The request: Present the following lines as a numbered list, omitting any blank lines.

START Data provided

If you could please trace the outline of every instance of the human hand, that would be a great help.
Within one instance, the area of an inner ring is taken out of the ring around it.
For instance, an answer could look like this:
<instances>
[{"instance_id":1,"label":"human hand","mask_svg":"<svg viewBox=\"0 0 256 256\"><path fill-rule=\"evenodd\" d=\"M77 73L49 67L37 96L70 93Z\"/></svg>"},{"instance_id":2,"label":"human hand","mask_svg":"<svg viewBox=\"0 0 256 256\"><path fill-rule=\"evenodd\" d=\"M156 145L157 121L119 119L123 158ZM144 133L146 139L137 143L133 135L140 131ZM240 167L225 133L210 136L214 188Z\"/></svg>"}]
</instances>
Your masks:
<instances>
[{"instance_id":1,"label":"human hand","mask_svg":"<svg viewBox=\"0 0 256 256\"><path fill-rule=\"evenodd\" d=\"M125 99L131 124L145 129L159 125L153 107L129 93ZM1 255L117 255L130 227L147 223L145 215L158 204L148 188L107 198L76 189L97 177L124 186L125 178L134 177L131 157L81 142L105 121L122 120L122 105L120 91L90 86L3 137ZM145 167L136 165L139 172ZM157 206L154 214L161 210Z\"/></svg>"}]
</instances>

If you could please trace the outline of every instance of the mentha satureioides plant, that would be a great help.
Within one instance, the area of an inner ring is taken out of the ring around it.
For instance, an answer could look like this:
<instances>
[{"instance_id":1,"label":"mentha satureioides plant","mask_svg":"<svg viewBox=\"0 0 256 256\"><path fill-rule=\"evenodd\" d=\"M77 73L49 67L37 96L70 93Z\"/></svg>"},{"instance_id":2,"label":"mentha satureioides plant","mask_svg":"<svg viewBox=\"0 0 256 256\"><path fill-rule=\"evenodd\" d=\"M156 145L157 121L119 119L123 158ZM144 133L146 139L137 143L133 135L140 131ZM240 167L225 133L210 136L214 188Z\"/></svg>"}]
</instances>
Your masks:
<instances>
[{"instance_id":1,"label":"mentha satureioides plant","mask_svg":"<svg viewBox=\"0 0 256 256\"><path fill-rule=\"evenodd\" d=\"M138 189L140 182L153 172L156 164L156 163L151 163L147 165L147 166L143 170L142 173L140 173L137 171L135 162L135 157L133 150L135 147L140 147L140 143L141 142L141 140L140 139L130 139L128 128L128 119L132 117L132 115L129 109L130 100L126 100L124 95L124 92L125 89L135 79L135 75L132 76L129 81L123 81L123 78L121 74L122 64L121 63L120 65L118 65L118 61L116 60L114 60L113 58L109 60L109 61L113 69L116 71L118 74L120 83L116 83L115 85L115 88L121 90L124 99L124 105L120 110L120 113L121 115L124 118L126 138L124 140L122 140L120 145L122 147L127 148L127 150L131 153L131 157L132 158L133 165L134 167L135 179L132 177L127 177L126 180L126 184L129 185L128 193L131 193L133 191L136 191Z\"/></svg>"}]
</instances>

END Data provided

Expected answer:
1. If you could please trace the outline of every instance of the human hand, that would be a great help.
2. Within one instance, the area of an inner ring is taken out of the ring around it.
3. For instance, an answer could look like this:
4. <instances>
5. [{"instance_id":1,"label":"human hand","mask_svg":"<svg viewBox=\"0 0 256 256\"><path fill-rule=\"evenodd\" d=\"M77 73L49 67L37 96L70 93Z\"/></svg>"},{"instance_id":2,"label":"human hand","mask_svg":"<svg viewBox=\"0 0 256 256\"><path fill-rule=\"evenodd\" d=\"M156 145L157 121L119 119L123 158ZM144 133L146 139L137 143L133 135L140 131ZM240 167L225 133L210 136L214 188Z\"/></svg>"}]
6. </instances>
7. Your masks:
8. <instances>
9. [{"instance_id":1,"label":"human hand","mask_svg":"<svg viewBox=\"0 0 256 256\"><path fill-rule=\"evenodd\" d=\"M125 99L131 124L145 129L159 125L153 107L129 93ZM1 255L117 255L130 227L147 223L145 215L158 204L148 188L107 198L76 189L97 177L124 186L125 178L134 177L131 157L81 142L105 121L122 120L122 105L120 91L90 86L3 137ZM145 167L136 165L139 172ZM157 206L154 214L161 210Z\"/></svg>"}]
10. </instances>
11. If you could please trace the outline of every instance of the mentha satureioides plant, that would be a great help.
12. Within one instance, the area of an inner ring is taken out of the ring around it.
13. For instance, an answer could look like this:
14. <instances>
15. [{"instance_id":1,"label":"mentha satureioides plant","mask_svg":"<svg viewBox=\"0 0 256 256\"><path fill-rule=\"evenodd\" d=\"M77 73L49 67L37 96L70 93Z\"/></svg>"},{"instance_id":2,"label":"mentha satureioides plant","mask_svg":"<svg viewBox=\"0 0 256 256\"><path fill-rule=\"evenodd\" d=\"M156 145L157 121L119 119L123 158ZM144 133L146 139L137 143L133 135L140 131ZM240 167L225 133L210 136L214 188Z\"/></svg>"}]
16. </instances>
17. Your masks:
18. <instances>
19. [{"instance_id":1,"label":"mentha satureioides plant","mask_svg":"<svg viewBox=\"0 0 256 256\"><path fill-rule=\"evenodd\" d=\"M138 189L140 182L153 172L156 164L156 163L151 163L147 165L147 166L143 170L142 173L140 173L137 171L135 162L135 157L133 150L135 147L140 147L140 143L141 142L141 140L140 139L130 139L128 128L128 119L132 117L132 115L129 109L130 100L126 100L124 95L124 92L125 89L135 79L135 75L132 76L129 81L123 81L123 78L121 74L122 64L121 63L120 65L118 65L118 61L116 60L114 60L113 58L109 60L109 61L113 69L116 71L118 74L120 83L116 83L115 85L115 88L121 90L124 99L124 105L120 110L120 113L121 115L124 118L126 138L124 140L122 140L120 145L122 147L127 148L127 150L131 153L131 157L132 158L133 165L134 167L135 179L132 177L127 177L126 180L126 184L129 185L128 193L131 193L133 191L136 191Z\"/></svg>"}]
20. </instances>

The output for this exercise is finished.